(begin)

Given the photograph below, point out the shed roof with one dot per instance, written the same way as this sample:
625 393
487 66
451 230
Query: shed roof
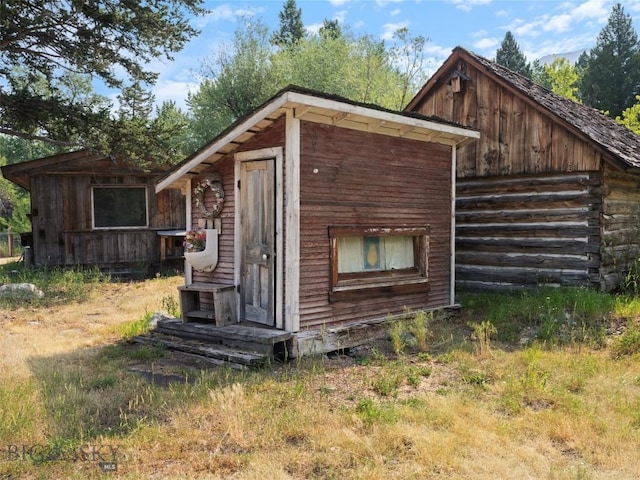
78 162
618 144
317 107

(end)

Task instructions: Format every line of the rows above as a Markdown table with the columns "No." and "Line", skipping blank lines. Leave the picture out of the answer.

Final result:
| No. | Line |
|---|---|
| 1 | Given the photograph below, point out the shed roof with one dot per instance, written the same way as this sample: |
| 2 | 625 393 |
| 3 | 487 66 |
| 4 | 451 230 |
| 5 | Query: shed roof |
| 6 | 78 162 |
| 7 | 618 144 |
| 8 | 317 107 |